* SHORT TASK *
Give the lines from the start of the records through the line with "458 326 806 492" as a numbered list, leaving out blank lines and pictures.

* GIVEN INFORMATION *
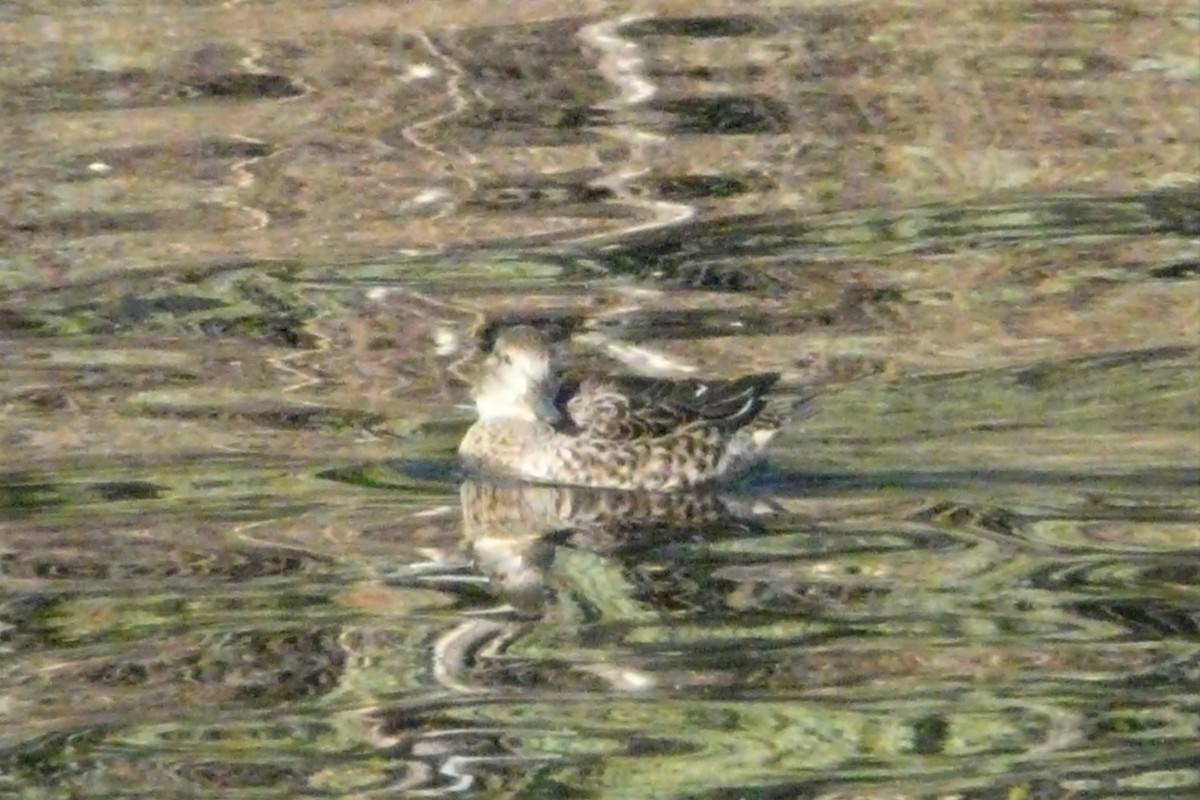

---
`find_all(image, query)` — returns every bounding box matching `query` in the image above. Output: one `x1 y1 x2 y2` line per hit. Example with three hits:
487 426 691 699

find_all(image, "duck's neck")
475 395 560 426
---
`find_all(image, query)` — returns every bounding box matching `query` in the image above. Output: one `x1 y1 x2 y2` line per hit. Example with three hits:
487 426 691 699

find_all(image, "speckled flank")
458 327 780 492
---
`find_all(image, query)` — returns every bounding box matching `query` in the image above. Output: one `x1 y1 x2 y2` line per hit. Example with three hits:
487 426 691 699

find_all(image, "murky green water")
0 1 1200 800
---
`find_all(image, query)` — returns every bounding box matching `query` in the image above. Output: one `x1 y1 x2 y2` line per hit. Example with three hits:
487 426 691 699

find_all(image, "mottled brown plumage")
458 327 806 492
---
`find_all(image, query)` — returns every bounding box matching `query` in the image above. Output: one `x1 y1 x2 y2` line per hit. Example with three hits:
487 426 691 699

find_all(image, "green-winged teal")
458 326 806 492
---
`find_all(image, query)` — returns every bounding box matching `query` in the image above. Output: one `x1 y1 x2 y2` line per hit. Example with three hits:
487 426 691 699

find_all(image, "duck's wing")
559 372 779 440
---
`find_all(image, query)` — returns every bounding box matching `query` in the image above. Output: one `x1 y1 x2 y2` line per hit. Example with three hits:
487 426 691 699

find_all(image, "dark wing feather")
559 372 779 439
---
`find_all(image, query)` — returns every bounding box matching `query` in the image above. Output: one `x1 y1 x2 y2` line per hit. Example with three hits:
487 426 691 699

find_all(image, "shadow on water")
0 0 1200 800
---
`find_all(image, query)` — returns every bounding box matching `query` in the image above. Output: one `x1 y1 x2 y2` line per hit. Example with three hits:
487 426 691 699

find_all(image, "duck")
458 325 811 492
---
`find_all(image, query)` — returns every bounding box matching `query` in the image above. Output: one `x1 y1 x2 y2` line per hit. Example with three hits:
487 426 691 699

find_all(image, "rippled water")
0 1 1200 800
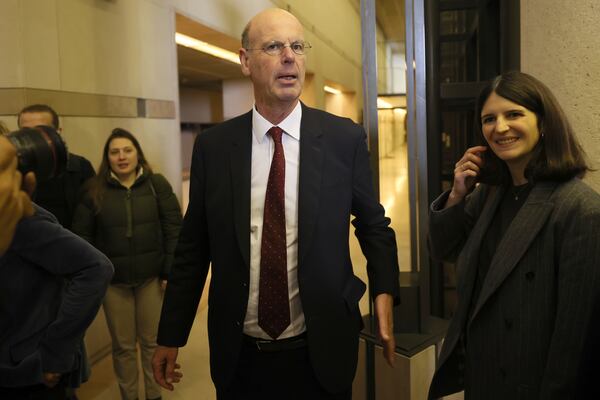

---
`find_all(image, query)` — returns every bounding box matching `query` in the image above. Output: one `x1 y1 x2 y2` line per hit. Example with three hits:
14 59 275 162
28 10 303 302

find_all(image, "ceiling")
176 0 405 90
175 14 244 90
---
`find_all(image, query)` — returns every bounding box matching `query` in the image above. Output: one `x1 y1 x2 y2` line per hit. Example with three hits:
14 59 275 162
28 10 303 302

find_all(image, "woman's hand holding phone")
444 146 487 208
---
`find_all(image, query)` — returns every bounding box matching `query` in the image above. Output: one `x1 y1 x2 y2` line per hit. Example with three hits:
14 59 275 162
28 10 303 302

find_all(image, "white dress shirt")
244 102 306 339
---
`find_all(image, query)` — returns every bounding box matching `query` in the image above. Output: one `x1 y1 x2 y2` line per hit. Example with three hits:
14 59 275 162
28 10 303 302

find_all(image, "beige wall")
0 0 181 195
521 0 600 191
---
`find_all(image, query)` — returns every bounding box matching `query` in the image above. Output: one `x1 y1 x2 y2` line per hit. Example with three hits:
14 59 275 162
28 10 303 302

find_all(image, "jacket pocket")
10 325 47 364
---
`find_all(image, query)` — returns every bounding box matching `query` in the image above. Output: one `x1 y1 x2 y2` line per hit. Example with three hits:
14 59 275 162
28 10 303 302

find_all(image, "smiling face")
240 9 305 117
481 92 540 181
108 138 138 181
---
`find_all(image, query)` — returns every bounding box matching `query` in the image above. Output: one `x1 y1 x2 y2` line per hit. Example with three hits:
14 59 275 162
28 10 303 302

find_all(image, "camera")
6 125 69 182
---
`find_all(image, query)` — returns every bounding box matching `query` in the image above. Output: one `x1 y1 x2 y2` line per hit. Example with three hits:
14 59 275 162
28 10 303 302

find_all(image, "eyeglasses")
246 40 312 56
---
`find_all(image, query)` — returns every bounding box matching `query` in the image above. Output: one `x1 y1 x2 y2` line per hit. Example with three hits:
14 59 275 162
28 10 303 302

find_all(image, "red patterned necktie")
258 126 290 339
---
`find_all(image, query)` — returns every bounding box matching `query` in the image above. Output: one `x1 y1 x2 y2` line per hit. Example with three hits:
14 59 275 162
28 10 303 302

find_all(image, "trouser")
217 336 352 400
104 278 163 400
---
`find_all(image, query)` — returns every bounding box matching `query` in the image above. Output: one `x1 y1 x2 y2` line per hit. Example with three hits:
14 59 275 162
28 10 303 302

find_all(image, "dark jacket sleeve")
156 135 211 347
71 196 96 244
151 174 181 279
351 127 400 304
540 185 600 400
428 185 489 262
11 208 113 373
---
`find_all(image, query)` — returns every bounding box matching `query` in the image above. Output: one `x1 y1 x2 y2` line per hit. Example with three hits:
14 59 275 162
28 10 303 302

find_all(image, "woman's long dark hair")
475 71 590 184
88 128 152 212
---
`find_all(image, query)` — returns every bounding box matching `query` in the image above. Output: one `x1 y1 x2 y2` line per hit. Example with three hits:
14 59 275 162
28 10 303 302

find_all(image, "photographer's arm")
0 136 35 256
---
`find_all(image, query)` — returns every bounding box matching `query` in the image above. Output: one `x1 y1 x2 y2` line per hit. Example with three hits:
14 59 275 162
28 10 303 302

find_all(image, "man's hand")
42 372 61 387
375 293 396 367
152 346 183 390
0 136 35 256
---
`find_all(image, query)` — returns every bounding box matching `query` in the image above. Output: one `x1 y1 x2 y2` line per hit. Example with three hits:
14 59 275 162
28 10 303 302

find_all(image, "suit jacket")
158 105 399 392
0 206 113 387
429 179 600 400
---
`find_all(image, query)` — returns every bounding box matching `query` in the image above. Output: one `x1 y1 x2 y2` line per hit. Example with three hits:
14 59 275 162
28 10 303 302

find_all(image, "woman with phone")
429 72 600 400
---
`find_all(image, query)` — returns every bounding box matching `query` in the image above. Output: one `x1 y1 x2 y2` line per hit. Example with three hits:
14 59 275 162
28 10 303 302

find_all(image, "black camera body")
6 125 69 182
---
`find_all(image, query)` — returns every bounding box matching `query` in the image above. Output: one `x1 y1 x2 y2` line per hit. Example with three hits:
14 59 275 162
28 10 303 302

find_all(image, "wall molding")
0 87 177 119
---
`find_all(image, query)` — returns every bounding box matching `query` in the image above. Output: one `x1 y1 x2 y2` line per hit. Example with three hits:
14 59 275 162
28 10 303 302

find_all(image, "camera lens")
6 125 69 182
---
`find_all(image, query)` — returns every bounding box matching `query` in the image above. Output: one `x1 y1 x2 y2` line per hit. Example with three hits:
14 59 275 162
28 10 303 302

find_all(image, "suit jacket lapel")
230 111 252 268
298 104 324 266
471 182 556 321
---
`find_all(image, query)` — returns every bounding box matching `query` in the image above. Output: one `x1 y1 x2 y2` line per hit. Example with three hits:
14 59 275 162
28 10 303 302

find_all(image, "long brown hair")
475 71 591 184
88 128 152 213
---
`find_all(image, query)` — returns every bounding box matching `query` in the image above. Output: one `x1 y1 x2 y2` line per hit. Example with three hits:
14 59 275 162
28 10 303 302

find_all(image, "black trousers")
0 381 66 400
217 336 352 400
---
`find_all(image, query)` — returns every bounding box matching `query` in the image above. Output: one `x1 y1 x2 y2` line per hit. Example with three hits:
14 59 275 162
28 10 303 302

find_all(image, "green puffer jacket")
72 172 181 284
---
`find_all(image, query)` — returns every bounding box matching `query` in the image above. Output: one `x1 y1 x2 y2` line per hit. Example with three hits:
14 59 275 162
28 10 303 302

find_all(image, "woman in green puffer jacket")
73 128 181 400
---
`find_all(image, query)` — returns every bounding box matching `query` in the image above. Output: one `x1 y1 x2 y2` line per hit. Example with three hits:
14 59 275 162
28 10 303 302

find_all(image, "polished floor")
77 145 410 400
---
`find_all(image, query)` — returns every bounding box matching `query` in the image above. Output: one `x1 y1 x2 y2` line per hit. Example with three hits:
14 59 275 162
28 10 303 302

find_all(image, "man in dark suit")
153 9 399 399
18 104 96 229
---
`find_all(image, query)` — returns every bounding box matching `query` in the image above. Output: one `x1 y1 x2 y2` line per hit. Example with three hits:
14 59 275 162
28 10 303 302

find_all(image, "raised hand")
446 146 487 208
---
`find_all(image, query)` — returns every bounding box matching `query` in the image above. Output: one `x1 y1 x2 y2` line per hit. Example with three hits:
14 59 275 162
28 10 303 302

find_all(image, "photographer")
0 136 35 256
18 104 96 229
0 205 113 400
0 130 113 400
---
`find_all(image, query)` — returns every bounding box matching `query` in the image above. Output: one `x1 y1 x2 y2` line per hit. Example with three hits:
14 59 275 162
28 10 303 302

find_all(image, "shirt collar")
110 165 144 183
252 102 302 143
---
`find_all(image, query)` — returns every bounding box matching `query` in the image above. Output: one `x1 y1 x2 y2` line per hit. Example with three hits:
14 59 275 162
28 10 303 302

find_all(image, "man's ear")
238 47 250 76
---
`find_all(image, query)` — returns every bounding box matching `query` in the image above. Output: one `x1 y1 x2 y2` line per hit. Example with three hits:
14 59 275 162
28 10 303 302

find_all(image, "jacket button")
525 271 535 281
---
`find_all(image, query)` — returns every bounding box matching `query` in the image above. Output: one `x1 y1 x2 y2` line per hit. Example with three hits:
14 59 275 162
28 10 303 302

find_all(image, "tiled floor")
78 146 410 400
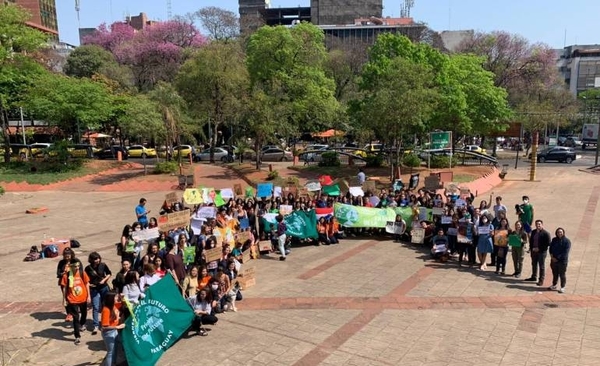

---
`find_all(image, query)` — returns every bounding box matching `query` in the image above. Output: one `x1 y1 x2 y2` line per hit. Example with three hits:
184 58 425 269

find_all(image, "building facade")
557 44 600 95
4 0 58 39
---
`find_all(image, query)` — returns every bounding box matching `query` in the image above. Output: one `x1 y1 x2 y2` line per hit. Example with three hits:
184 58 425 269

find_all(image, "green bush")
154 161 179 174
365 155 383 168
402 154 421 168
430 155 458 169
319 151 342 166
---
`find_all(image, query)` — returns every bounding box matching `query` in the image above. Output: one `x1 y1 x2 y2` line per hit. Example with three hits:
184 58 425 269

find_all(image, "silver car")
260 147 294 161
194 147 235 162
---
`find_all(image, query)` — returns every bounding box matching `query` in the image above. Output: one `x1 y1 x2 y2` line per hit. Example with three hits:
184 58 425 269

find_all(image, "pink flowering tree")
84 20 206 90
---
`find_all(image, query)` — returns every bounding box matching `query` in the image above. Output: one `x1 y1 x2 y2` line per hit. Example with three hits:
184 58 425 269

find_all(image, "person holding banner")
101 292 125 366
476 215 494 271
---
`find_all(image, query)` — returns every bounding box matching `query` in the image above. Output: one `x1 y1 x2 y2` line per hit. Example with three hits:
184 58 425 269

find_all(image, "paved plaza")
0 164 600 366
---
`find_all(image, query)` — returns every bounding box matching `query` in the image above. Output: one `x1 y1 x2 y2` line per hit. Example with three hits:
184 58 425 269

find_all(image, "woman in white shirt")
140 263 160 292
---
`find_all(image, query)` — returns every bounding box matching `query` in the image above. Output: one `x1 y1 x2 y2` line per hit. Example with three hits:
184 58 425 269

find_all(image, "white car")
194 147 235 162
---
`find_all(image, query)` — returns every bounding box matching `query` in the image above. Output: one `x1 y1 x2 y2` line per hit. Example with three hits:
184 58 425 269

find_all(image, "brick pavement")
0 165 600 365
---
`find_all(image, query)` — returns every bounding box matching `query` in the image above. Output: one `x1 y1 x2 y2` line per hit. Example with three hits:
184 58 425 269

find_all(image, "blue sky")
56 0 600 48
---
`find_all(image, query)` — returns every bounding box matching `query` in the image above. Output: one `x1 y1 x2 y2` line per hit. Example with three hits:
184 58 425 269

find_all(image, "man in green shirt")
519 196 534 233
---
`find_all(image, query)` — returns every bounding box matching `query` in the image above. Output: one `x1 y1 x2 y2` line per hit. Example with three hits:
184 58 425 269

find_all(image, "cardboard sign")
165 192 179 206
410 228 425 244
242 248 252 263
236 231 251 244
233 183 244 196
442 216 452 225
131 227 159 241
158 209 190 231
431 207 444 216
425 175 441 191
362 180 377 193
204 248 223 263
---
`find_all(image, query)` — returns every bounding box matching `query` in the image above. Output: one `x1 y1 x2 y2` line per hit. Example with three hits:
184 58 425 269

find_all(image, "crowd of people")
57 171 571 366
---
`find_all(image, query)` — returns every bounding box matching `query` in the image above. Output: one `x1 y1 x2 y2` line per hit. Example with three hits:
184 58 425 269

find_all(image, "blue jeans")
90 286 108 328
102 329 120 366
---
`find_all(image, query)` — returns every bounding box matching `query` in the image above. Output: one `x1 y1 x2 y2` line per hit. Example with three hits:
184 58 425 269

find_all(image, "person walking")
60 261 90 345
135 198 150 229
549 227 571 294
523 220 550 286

* TASK ANSWER *
1. ---
2. `find_all(image, query)` — returns every bounding box matching `query` in the image above. Output: one `x1 y1 x2 y2` line per hit. Example with three hits:
3. 487 426 691 699
4. find_all(image, "duck's neck")
5. 475 395 560 426
6. ---
7. `find_all(image, query)` — returns every bounding box matching `query` in the image above. Output: one `x1 y1 x2 y2` line per hit. Example with three hits:
8. 487 426 691 699
9. find_all(image, "speckled flank")
10. 458 327 780 492
11. ---
12. `find_all(image, query)` — returns every bounding box matching `query` in the image above. Output: one `x1 y1 x2 y2` line per hit. Example with three hits:
13. 487 426 691 699
14. find_all(image, "murky green water")
15. 0 1 1200 800
16. ---
17. `find_all(image, query)` — returns every bounding box matching `query` in the image above. Output: one `x1 y1 x2 y2` line per hit. Example with three hits:
18. 487 426 691 699
19. find_all(image, "mottled brown plumage")
20. 458 327 806 492
21. ---
22. `find_all(image, query)` — returns every bounding box matching `query` in the image above. Output: one `x1 y1 x2 y2` line per hit. Example with three hits:
23. 487 426 691 699
24. find_all(image, "green-winged teal")
25. 458 326 806 492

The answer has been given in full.